▸ DATASET ENTRIES:
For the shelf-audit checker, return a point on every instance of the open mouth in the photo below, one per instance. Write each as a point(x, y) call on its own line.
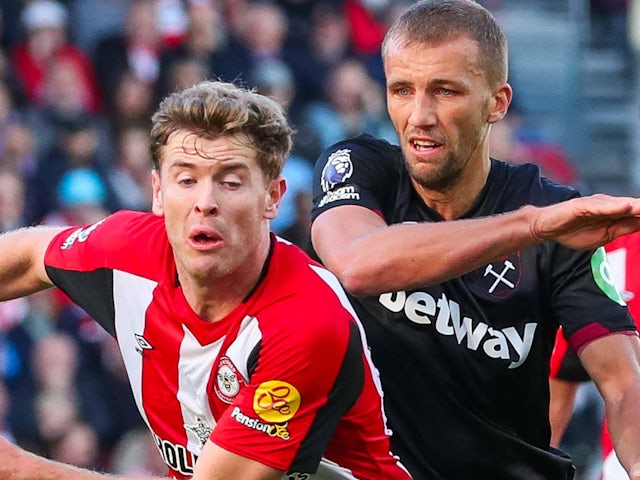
point(201, 240)
point(423, 145)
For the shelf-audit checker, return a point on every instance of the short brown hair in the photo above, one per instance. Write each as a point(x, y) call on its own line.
point(212, 109)
point(435, 21)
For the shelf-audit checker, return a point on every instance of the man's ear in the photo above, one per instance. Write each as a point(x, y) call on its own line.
point(500, 103)
point(157, 206)
point(274, 194)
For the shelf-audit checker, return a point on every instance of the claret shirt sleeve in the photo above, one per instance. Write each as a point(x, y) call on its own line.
point(586, 301)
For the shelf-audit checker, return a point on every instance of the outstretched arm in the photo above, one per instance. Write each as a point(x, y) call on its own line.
point(613, 362)
point(562, 400)
point(213, 463)
point(22, 269)
point(370, 257)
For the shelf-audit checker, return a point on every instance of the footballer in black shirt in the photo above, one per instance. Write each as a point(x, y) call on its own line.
point(464, 364)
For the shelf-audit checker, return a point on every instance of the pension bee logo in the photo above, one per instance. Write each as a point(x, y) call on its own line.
point(228, 381)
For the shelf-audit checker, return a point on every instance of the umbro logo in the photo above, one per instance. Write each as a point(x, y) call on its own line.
point(142, 344)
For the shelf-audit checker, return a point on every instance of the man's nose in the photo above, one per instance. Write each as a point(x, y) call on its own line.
point(423, 112)
point(206, 202)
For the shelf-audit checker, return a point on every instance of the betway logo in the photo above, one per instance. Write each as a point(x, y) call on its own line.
point(420, 307)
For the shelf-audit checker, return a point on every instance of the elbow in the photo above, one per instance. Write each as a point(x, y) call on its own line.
point(360, 282)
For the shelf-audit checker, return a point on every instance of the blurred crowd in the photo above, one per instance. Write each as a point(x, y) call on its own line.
point(79, 80)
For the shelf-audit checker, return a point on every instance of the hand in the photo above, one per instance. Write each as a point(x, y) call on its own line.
point(587, 222)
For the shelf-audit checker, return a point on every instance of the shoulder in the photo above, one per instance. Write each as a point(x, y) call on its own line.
point(526, 182)
point(124, 238)
point(304, 293)
point(360, 148)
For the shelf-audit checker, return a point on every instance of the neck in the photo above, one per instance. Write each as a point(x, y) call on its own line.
point(455, 200)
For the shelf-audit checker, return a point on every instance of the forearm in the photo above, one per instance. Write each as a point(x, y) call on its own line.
point(409, 255)
point(22, 261)
point(18, 464)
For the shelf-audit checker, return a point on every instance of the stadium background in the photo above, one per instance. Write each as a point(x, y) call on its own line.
point(80, 78)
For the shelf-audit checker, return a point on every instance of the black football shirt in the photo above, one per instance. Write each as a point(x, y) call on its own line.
point(464, 364)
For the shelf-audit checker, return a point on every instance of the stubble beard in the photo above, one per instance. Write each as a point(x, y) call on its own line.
point(441, 179)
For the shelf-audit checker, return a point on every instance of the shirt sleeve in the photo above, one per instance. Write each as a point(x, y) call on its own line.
point(585, 298)
point(360, 171)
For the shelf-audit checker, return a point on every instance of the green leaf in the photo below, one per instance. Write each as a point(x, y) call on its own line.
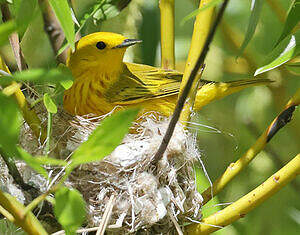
point(104, 10)
point(34, 163)
point(25, 11)
point(69, 209)
point(10, 121)
point(197, 11)
point(285, 51)
point(294, 68)
point(105, 138)
point(256, 7)
point(38, 75)
point(292, 20)
point(64, 15)
point(7, 29)
point(49, 104)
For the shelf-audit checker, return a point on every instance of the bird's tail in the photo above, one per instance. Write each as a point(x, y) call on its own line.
point(211, 91)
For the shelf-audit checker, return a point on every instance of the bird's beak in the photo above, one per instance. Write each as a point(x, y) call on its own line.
point(127, 43)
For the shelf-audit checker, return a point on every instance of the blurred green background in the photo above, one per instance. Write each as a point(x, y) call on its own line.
point(237, 120)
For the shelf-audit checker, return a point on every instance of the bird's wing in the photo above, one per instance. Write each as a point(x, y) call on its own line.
point(139, 82)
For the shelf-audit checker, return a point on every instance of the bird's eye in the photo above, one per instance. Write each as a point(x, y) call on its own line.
point(100, 45)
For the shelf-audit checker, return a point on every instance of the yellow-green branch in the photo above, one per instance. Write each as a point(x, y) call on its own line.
point(277, 8)
point(235, 168)
point(14, 211)
point(202, 27)
point(167, 34)
point(250, 201)
point(29, 114)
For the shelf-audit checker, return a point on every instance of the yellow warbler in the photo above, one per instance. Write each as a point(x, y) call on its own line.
point(103, 81)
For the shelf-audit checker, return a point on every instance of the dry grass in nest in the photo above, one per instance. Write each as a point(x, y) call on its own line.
point(149, 197)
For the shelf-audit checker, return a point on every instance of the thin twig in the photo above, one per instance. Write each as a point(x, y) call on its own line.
point(14, 172)
point(29, 223)
point(167, 34)
point(202, 27)
point(13, 39)
point(53, 30)
point(186, 90)
point(275, 157)
point(235, 168)
point(106, 216)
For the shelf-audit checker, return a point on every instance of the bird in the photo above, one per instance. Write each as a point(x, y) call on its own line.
point(103, 82)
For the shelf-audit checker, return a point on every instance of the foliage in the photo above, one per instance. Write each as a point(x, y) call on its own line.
point(272, 46)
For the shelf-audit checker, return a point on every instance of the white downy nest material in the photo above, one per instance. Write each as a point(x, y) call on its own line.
point(149, 196)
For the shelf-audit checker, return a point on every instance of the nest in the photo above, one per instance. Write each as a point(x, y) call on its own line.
point(144, 196)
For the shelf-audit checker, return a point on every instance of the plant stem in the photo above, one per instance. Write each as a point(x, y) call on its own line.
point(13, 171)
point(53, 30)
point(29, 223)
point(49, 128)
point(201, 31)
point(167, 34)
point(14, 39)
point(248, 202)
point(235, 168)
point(187, 88)
point(277, 8)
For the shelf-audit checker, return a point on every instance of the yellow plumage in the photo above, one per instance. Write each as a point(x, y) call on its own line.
point(103, 81)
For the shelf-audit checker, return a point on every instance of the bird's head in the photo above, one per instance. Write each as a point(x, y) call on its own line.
point(101, 51)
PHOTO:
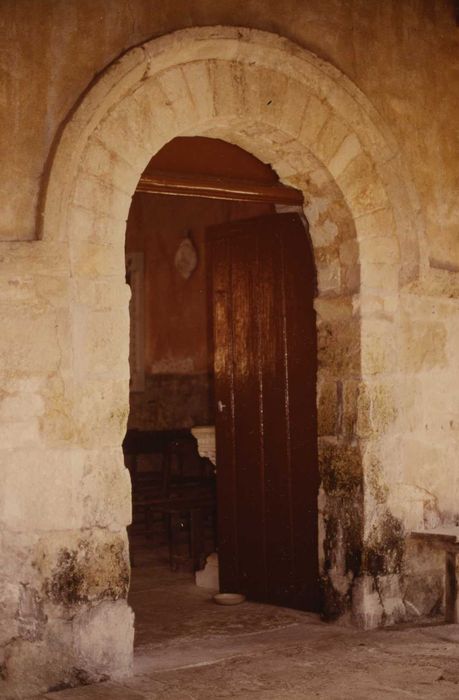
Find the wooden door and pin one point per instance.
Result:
(263, 283)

▸ GIVEN EXERCISE: Copy everything from the line containing "of the umbro" down to the line containing "point(142, 344)", substituting "umbro badge" for "umbro logo" and leaving the rest unchanged.

▸ EXERCISE OUTPUT:
For the shelf-audit checker, return a point on every instance of the umbro badge in the photo above, one per instance. Write each as a point(x, y) call on its own line.
point(142, 344)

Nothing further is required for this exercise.